* START TEXT EXTRACT *

Compliance programmes
Programme requirementsWhat requirements exist concerning the nature and content of compliance and supervisory programmes for each type of regulated entity?
The Banking Regulators, who act as prudential supervisors, are focused on monitoring the safety and soundness of depository institutions and their holding company system in a comprehensive manner. Thus, the Banking Regulators expect supervised institutions to adopt an effective risk-management programme that manages compliance risk alongside the other risks present in an institution’s business. As a general matter, the Banking Regulators expect that a regulated institution’s risk-management programme will reflect its size, resources and complexity, and will be proportionate to the risks present in its business.
No matter the size of the entity, an effective compliance programme for entities subject to the Banking Regulators’ supervision will include, among others, adequate policies and procedures to safeguard and manage assets; a clear organisational structure that establishes responsibility for monitoring adherence to established policies; controls that facilitate effective assessment of risks; and an internal audit system.
The Markets Regulators have similar requirements for the content of their regulated entities’ compliance programmes, although the precise expectations may depend on the type of regulated entity. In general, the Markets Regulators, either directly or through SRO rules, require their regulated institutions to:
- adopt and implement written policies and procedures reasonably designed to prevent violations of applicable law;
- periodically review the adequacy and effectiveness of such policies and procedures; and
- designate a chief compliance officer to administer such policies and procedures.
How important are gatekeepers in the regulatory structure?
The national financial services authorities place great emphasis on internal gatekeepers, such as chief compliance officers (CCOs), internal auditors, risk-management personnel and others who have a general obligation to identify and prevent potential misconduct.

* END TEXT EXTRACT *
* START STORED RECORDS *

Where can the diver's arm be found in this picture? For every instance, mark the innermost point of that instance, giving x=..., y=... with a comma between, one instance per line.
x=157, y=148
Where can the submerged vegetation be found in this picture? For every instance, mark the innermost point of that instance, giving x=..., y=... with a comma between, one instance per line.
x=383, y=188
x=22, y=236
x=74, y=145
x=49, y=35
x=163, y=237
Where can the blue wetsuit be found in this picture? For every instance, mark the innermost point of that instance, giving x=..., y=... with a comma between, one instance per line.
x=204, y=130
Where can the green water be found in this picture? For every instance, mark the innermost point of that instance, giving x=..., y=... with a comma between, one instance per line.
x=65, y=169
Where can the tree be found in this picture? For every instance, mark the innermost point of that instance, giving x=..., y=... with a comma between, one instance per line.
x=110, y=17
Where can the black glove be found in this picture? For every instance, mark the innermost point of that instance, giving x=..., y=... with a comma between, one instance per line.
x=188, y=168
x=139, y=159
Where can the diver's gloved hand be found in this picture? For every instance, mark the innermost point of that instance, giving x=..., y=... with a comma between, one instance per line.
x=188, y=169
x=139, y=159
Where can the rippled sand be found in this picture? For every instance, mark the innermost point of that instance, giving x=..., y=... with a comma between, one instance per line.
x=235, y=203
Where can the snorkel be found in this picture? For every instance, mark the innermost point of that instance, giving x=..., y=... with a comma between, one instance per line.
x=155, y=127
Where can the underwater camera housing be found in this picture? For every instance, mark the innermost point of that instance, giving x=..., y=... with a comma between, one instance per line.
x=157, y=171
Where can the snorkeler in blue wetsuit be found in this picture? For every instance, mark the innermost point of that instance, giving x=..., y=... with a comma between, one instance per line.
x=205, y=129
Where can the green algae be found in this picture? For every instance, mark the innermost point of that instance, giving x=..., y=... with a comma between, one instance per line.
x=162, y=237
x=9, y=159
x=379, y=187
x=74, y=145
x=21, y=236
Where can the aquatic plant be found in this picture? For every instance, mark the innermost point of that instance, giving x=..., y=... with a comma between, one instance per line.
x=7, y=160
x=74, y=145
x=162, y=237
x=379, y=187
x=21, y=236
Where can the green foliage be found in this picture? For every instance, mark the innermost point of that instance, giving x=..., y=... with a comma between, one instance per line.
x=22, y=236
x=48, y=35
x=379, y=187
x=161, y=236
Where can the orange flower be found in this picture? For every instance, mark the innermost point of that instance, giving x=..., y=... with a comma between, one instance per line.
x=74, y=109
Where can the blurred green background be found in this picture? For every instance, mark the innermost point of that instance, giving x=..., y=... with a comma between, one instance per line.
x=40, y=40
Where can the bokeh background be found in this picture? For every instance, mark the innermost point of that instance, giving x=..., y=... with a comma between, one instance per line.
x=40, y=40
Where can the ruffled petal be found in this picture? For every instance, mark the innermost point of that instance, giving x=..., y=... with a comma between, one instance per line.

* END STORED RECORDS *

STATED PROBLEM |
Repeat the text on compliance programs word for word, from "The Markets Regulators have" to "the regulatory structure?". The items aren't needed for anything here.

SOLVED PROBLEM |
The Markets Regulators have similar requirements for the content of their regulated entities’ compliance programmes, although the precise expectations may depend on the type of regulated entity. In general, the Markets Regulators, either directly or through SRO rules, require their regulated institutions to:
- adopt and implement written policies and procedures reasonably designed to prevent violations of applicable law;
- periodically review the adequacy and effectiveness of such policies and procedures; and
- designate a chief compliance officer to administer such policies and procedures.
How important are gatekeepers in the regulatory structure?